(BRIEF): Reproduce the full listing below unchanged, apart from the pictures.

▬▬▬▬▬▬▬▬▬▬

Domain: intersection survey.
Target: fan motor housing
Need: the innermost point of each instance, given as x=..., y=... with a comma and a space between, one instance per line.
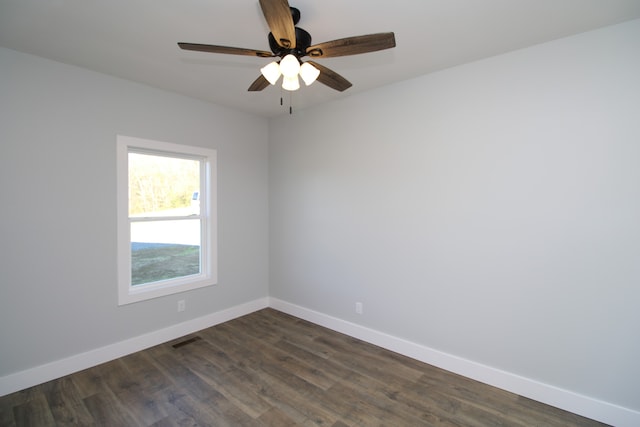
x=303, y=41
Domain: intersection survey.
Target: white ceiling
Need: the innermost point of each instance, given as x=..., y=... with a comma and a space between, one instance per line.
x=136, y=39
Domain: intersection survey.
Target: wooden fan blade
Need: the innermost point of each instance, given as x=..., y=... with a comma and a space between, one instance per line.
x=331, y=78
x=259, y=84
x=278, y=16
x=352, y=45
x=225, y=49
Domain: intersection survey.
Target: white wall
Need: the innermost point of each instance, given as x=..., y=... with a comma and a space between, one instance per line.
x=58, y=126
x=490, y=211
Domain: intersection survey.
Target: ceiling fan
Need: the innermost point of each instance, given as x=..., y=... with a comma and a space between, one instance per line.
x=291, y=43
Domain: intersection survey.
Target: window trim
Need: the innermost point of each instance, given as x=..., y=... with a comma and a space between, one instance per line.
x=127, y=293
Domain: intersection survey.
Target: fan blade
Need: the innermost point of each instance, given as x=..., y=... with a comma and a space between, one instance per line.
x=278, y=16
x=259, y=84
x=352, y=45
x=331, y=78
x=225, y=49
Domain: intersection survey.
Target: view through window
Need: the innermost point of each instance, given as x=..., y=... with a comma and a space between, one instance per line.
x=165, y=228
x=166, y=231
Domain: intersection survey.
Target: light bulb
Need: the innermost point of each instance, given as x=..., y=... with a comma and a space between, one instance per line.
x=290, y=83
x=309, y=73
x=289, y=66
x=271, y=72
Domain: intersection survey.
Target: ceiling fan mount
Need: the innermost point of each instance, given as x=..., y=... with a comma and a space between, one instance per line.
x=302, y=40
x=287, y=39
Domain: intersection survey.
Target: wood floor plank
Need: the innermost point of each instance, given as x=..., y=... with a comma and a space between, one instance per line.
x=272, y=369
x=66, y=404
x=34, y=412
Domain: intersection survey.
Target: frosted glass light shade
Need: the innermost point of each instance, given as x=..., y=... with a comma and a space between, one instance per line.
x=309, y=73
x=271, y=72
x=289, y=66
x=290, y=83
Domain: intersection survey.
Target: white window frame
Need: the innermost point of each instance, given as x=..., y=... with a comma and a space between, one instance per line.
x=208, y=276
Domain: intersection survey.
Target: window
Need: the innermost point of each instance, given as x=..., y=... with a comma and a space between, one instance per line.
x=166, y=218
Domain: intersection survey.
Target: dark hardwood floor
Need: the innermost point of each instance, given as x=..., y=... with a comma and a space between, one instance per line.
x=272, y=369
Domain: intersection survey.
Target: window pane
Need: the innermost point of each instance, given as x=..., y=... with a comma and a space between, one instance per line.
x=162, y=250
x=163, y=186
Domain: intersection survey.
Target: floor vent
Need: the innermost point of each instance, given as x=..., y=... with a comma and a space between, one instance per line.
x=185, y=342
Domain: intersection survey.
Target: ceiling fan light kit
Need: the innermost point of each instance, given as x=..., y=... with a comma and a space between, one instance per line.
x=292, y=43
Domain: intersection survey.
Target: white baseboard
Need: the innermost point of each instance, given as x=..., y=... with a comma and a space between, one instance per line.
x=564, y=399
x=579, y=404
x=59, y=368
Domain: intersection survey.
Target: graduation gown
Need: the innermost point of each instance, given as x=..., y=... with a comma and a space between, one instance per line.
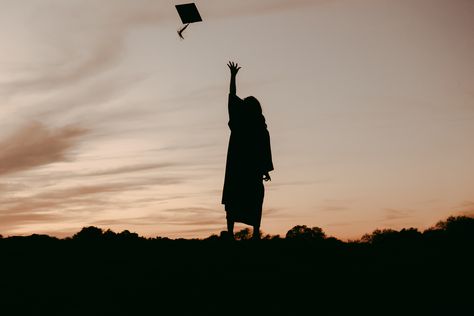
x=248, y=159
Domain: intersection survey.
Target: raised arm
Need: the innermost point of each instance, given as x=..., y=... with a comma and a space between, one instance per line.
x=234, y=69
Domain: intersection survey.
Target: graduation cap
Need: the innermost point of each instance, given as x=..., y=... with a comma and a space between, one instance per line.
x=189, y=14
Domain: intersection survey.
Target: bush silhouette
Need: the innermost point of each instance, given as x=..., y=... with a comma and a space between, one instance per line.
x=90, y=233
x=302, y=232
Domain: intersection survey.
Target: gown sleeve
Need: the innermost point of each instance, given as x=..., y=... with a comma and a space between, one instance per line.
x=235, y=110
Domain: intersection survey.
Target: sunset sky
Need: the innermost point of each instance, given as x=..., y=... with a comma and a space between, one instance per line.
x=109, y=119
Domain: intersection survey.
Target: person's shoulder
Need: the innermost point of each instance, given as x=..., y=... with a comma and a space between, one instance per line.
x=234, y=98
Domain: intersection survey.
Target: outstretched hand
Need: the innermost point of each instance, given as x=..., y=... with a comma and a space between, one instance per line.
x=234, y=68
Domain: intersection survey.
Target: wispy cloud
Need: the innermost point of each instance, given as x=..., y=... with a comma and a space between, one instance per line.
x=36, y=145
x=88, y=44
x=395, y=214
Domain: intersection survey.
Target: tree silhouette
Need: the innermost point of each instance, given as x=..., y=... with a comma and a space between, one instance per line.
x=243, y=234
x=302, y=232
x=90, y=233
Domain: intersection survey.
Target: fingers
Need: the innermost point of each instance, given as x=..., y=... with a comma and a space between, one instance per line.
x=233, y=65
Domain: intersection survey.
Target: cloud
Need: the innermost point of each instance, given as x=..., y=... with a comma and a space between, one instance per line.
x=251, y=7
x=393, y=214
x=86, y=36
x=36, y=145
x=131, y=169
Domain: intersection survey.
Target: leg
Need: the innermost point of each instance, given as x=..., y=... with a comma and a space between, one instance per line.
x=256, y=232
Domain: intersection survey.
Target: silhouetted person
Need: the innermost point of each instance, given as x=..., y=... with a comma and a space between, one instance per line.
x=249, y=159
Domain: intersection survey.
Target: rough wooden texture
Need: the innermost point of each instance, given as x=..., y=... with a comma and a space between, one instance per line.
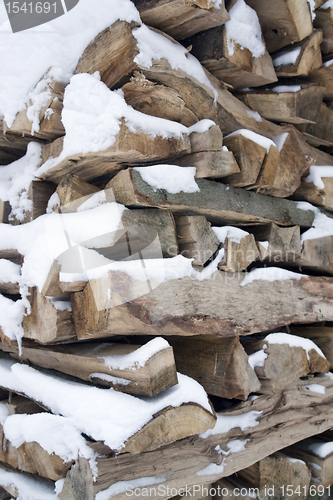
x=196, y=239
x=309, y=58
x=239, y=69
x=292, y=24
x=50, y=124
x=187, y=306
x=128, y=149
x=180, y=18
x=46, y=324
x=249, y=156
x=302, y=106
x=86, y=361
x=285, y=419
x=219, y=203
x=219, y=365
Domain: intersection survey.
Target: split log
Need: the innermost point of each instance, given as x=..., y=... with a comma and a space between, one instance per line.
x=196, y=310
x=129, y=148
x=93, y=362
x=238, y=68
x=180, y=18
x=299, y=59
x=50, y=124
x=219, y=365
x=49, y=322
x=291, y=25
x=281, y=421
x=196, y=239
x=271, y=475
x=220, y=204
x=286, y=103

▬▬▬▬▬▬▬▬▬▬

(WRITTEN SOLUTION):
Domain: intersection survey.
Target: fan motor housing
Need: the innermost point of each instance, given as x=..., y=... with a comma and a space between, one instance per line.
x=303, y=41
Domain: intersection survey.
Target: white ceiling
Need: the innermost point of each instance, given as x=..., y=... with a comma and a space between, one instance per line.
x=136, y=39
Domain: intersection survey.
Target: wooden fan blade
Need: the innermost point of each instance, given as x=..., y=... with a comma and a space between, one instance per line.
x=331, y=78
x=259, y=84
x=278, y=16
x=352, y=45
x=225, y=49
Domain: intersection survey.
Target: white wall
Need: the innermost point of each instance, given as x=..., y=... with a comma and a space between, one instance per line.
x=58, y=126
x=490, y=211
Domain: intersection survey.
Target: ceiling fan
Need: the innermost point of each instance, given as x=..., y=... with a comma and a space between, one instance per line.
x=291, y=43
Domain: intersection survey.
Target: window trim
Need: the innermost point of each instance, given as x=..., y=... with a comma and a space between, one instance per line.
x=127, y=293
Domain: intersection survey.
Target: fan blade
Need: the innermost point of each instance, given as x=..., y=... with a comma and a space between, one instance per line.
x=278, y=16
x=259, y=84
x=352, y=45
x=331, y=78
x=225, y=49
Domain: intersection survey.
Target: view through window
Need: the innermost point of each instance, given as x=..., y=... with a comma and a space between, one instance per line.
x=165, y=228
x=166, y=231
Domain: intersection survey.
Target: light bulb
Need: the innermost point of each instance, given as x=..., y=... with a comma and a space between, one instance per line.
x=290, y=83
x=309, y=73
x=289, y=66
x=271, y=72
Domain: intersection survey.
Target: ceiling fan mount
Need: the innermost point of each instance, given as x=..., y=... with a comma and a space between, one instance per line.
x=302, y=40
x=287, y=39
Domain: intersection survey.
Target: wood floor plank
Need: the innermost point of each instance, given as x=..., y=... with a comma and a space between, one instance per line.
x=272, y=369
x=66, y=404
x=34, y=412
Domain: intersection survey.
Target: frosted glass light shade
Need: the innermost point of each instance, given as x=..., y=... with a comma and a space between, one instance per line.
x=309, y=73
x=271, y=72
x=289, y=66
x=290, y=83
Domain: intersection survey.
Target: white window frame
Need: the innermost point of each instance, given as x=..., y=... with a comma and a space between, one instance per line.
x=208, y=276
Domain: intersection survey.
Target: window
Need: the innermost point of each instance, given as x=..., y=... with a comma and a space between, one instance per line.
x=166, y=218
Domain: intersection survey.
Target: dark hardwood floor
Need: the innermost point of each instance, given as x=..., y=... with a comma and a space between, one instance per line.
x=272, y=369
Domain: intersection survey.
Target: window pane
Need: the innermost point of each instance, given as x=..., y=... with a comma and a space between, one instance per line.
x=162, y=250
x=163, y=186
Domain: intersection survey.
Target: floor vent
Need: the innermost point of each instance, given as x=..., y=... with a comma and a space between, one instance per line.
x=185, y=342
Domain: intersection survey.
Target: ceiling fan light kit
Need: the innermost point of each instance, given as x=..., y=... with a comma and a space between, one instance per line.
x=292, y=43
Domain: intersection survey.
Target: white baseboard
Need: the innermost point of each instance, given as x=..., y=... with a comma and a space between, one instance per line.
x=564, y=399
x=579, y=404
x=59, y=368
Domain: intersection survey.
Target: graduation gown
Need: the innermost point of each instance, given as x=..., y=... with a comma and a space between, one instance per line.
x=248, y=159
Domain: intersection survey.
Target: raised arm
Need: the innermost point of each instance, given as x=..., y=... with a comma and a space between, one instance per line.
x=234, y=69
Domain: intersection survey.
Target: graduation cap
Need: the innermost point of each instance, given as x=..., y=... with a comma and a space between, one instance per line.
x=189, y=14
Domain: intersection survey.
Target: bush silhouette
Need: the innermost point of each instance, given as x=..., y=... with a comma and a space between, one instance per line.
x=90, y=233
x=302, y=232
Domain: intersection survey.
Target: gown sleeve
Need: the innermost point of each instance, given as x=..., y=... with a comma and a space between, one instance per line.
x=235, y=110
Domain: intersection survey.
Target: sunset sky
Need: the innermost point of each instance, given as x=..., y=... with a comma and a space between, one instance per line.
x=109, y=119
Domain: intersection survey.
Target: person's shoulder
Need: the innermost point of each instance, given as x=..., y=... with a comma and a space between, one instance per line.
x=234, y=98
Domain: intersection survey.
Target: outstretched hand
Need: the innermost point of each instance, given as x=..., y=... with a comma and a space between, one instance per line.
x=234, y=68
Domain: intersection survey.
Target: wispy cloud
Need: the innermost point of each instance, given as x=..., y=... with a comma and a space between, one instance per line.
x=36, y=145
x=88, y=44
x=395, y=214
Domain: intersection survey.
Target: tree silhouette
Need: the innermost point of each instance, given as x=..., y=... with a comma and a space between, one instance per line.
x=243, y=234
x=302, y=232
x=90, y=233
Domain: intersection survey.
Target: fingers
Need: the innermost point of each instance, given as x=..., y=... with a comma and a space between, one instance per line.
x=233, y=65
Domain: intersection survey.
Target: cloud
Need: the innermost point of each instance, given as x=..., y=... with a comma and a space between, one instance per line.
x=251, y=7
x=393, y=214
x=86, y=36
x=36, y=145
x=131, y=169
Domain: intersection survey.
Target: leg
Need: the innermost point of each instance, given as x=..., y=... with a comma and a space between, one instance per line.
x=256, y=232
Domain: intersection survey.
Target: silhouetted person
Need: the innermost point of each instance, given as x=..., y=... with a comma and a space between, one instance per line.
x=249, y=159
Domain: intersection survey.
Target: rough wooden texture
Need: the innermost point of each instance, given as x=..., y=... with a comma and a space between, one instance per line.
x=196, y=239
x=309, y=58
x=239, y=69
x=292, y=24
x=50, y=124
x=187, y=306
x=128, y=149
x=180, y=18
x=46, y=324
x=249, y=156
x=302, y=106
x=86, y=361
x=285, y=419
x=219, y=203
x=219, y=365
Domain: intersection survey.
Target: split log
Need: the innermost point of each instance, given as x=..., y=... with a comma and a space between, one instance per line.
x=196, y=310
x=129, y=148
x=93, y=362
x=238, y=68
x=180, y=18
x=299, y=59
x=50, y=124
x=219, y=365
x=49, y=322
x=291, y=25
x=281, y=421
x=196, y=239
x=271, y=475
x=220, y=204
x=286, y=103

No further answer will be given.